- **Supplied entries**:
****************

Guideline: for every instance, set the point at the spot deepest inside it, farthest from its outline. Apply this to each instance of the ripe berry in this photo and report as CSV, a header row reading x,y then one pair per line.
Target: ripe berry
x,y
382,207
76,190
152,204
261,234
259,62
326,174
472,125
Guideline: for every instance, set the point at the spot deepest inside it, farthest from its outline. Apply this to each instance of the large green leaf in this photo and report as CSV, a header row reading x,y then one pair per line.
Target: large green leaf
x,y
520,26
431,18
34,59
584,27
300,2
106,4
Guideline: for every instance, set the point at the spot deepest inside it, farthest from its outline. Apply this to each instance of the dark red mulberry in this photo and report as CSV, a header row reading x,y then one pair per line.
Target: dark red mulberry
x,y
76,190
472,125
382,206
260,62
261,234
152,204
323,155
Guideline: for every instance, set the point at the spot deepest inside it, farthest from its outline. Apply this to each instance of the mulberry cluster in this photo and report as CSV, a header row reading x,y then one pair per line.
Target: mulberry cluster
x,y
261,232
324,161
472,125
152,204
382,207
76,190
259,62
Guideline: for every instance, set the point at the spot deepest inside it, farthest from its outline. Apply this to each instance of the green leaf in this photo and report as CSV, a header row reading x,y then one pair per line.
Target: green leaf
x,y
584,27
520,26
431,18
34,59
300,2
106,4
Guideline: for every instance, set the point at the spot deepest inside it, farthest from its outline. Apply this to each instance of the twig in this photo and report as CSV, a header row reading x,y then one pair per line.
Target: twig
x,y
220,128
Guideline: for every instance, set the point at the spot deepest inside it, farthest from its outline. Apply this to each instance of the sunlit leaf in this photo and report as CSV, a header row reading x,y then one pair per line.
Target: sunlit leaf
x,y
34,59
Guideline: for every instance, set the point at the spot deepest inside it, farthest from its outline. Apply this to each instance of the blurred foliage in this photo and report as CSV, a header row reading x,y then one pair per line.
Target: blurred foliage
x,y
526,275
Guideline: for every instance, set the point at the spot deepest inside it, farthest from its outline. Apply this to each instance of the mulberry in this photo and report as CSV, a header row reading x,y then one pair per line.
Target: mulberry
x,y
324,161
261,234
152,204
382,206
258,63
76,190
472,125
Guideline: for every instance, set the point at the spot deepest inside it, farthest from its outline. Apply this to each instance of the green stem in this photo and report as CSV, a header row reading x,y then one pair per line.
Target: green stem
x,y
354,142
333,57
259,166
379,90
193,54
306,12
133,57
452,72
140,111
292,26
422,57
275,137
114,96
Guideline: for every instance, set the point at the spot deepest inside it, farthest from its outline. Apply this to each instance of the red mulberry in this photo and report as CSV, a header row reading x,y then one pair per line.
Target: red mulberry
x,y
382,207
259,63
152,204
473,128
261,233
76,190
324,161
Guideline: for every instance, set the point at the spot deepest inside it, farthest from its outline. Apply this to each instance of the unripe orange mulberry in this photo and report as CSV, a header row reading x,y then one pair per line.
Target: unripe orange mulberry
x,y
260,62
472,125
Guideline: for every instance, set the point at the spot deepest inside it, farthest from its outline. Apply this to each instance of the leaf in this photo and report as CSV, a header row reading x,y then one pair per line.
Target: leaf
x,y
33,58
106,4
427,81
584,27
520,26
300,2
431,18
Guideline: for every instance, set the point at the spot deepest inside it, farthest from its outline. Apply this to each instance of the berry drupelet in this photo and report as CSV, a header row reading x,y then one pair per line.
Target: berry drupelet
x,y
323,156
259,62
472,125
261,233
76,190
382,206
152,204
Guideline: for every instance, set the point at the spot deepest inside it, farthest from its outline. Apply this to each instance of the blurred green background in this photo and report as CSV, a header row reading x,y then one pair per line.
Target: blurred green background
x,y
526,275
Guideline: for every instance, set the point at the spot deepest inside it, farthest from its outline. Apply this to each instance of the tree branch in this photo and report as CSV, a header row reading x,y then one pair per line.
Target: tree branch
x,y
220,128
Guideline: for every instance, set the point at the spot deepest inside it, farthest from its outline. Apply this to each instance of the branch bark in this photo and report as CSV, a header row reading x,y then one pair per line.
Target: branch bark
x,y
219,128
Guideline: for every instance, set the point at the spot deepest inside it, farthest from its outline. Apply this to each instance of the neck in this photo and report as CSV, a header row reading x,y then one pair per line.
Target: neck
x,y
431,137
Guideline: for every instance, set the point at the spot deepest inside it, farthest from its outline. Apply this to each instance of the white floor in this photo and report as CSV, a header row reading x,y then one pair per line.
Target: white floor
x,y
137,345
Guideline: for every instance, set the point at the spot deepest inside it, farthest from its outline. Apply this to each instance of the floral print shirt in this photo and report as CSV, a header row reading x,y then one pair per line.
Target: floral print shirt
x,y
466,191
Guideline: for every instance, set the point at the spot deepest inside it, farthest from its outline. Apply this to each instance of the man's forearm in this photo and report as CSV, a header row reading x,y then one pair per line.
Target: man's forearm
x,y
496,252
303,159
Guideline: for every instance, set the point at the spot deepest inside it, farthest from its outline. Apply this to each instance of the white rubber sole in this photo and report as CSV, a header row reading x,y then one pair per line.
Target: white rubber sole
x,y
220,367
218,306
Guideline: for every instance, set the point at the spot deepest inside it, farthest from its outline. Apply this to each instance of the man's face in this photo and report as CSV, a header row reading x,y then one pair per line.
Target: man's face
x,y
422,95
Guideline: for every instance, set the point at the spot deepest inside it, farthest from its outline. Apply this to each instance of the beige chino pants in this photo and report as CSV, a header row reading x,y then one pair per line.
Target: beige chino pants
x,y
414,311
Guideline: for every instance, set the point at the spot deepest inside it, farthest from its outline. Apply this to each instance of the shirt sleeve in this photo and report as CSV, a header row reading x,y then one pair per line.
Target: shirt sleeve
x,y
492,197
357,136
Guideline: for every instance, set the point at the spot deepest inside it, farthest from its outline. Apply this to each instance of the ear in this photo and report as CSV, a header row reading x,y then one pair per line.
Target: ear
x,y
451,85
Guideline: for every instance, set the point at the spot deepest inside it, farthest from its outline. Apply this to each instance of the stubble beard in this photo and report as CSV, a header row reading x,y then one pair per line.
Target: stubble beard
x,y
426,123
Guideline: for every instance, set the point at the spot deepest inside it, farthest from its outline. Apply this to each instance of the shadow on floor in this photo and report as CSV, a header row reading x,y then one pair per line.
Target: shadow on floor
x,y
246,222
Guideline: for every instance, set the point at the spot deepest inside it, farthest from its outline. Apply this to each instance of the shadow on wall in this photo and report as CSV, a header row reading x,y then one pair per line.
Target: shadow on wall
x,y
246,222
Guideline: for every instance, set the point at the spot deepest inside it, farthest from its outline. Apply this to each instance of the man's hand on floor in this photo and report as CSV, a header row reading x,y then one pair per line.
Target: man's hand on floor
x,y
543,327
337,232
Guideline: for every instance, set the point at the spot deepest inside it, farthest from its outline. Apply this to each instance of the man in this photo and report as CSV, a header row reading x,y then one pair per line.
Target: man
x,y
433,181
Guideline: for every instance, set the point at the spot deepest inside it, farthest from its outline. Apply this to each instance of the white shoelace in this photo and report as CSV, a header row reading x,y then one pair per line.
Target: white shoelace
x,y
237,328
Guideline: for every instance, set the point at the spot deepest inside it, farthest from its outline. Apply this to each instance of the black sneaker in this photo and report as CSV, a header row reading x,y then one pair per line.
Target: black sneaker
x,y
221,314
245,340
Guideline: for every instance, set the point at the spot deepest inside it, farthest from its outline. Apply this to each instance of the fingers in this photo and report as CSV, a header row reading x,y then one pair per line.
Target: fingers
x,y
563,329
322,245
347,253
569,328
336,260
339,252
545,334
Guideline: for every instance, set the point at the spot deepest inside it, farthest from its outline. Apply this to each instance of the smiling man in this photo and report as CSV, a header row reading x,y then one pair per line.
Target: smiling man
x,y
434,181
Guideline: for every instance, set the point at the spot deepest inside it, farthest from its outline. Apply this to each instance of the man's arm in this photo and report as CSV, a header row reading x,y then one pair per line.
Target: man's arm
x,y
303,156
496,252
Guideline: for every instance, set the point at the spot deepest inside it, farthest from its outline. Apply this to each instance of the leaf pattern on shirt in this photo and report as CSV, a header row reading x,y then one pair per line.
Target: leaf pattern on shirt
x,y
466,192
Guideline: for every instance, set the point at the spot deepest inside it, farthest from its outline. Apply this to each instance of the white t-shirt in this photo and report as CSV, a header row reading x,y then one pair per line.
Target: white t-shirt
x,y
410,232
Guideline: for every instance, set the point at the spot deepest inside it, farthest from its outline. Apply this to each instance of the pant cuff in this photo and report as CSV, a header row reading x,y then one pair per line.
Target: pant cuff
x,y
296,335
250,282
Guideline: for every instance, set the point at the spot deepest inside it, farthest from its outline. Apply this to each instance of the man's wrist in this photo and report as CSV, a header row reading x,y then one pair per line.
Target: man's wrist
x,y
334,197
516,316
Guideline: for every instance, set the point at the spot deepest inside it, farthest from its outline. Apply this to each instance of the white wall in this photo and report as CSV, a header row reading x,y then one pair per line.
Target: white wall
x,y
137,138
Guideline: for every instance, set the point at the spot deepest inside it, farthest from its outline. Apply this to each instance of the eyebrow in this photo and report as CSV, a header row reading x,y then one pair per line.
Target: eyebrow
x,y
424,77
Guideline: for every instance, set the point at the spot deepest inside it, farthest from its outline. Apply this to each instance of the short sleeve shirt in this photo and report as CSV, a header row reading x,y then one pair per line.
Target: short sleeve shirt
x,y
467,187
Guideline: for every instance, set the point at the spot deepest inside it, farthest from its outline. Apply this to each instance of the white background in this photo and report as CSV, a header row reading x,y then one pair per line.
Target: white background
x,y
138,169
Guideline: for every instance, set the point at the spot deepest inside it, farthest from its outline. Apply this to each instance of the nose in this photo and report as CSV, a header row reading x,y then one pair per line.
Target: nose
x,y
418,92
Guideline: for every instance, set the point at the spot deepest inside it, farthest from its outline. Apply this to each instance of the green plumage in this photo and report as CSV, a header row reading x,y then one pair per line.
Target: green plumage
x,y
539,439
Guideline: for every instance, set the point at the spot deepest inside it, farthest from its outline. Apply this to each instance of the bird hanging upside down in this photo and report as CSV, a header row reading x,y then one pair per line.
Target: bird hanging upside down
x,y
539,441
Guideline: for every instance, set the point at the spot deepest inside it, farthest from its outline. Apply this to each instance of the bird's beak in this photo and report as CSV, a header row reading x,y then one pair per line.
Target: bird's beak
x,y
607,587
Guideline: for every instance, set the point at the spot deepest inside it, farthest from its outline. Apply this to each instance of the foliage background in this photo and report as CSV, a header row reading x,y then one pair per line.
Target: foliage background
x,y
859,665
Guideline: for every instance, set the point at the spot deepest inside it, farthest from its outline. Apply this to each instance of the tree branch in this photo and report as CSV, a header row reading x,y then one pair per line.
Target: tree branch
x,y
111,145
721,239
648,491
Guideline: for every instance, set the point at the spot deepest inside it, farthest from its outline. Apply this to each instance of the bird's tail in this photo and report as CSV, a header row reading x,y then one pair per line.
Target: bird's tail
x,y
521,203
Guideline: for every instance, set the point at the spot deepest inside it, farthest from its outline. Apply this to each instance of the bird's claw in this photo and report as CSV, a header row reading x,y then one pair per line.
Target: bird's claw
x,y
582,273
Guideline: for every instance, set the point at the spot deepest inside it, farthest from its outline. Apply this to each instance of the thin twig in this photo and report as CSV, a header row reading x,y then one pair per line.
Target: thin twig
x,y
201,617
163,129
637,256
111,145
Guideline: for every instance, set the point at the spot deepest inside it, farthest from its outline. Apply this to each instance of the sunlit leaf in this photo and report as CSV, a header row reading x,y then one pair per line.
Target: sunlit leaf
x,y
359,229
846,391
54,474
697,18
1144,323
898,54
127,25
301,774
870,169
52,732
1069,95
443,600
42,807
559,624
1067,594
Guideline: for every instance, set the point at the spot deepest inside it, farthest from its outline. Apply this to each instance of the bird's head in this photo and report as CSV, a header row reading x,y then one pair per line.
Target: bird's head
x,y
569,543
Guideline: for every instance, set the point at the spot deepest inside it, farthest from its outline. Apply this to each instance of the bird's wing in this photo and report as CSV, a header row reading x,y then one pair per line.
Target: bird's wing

****************

Write out again, exactly, the lines from the one holding "the bird's head" through the end of the listing, with both ends included.

- **Reply**:
Guideline: for every instance, set the point at the spot deepest inside it, farthest from its outline. Apply this to each instance of the bird's head in this photo and report as CSV, a header row reading x,y then one pair per line.
Target: bird's head
x,y
569,543
Guideline: for every instance, set the point at the spot deepest inside it, farthest from its outline. Apply this to each instance of the bird's wing in this photo and report as CSV, a header row reading x,y then one pair per line.
Target: bird's wing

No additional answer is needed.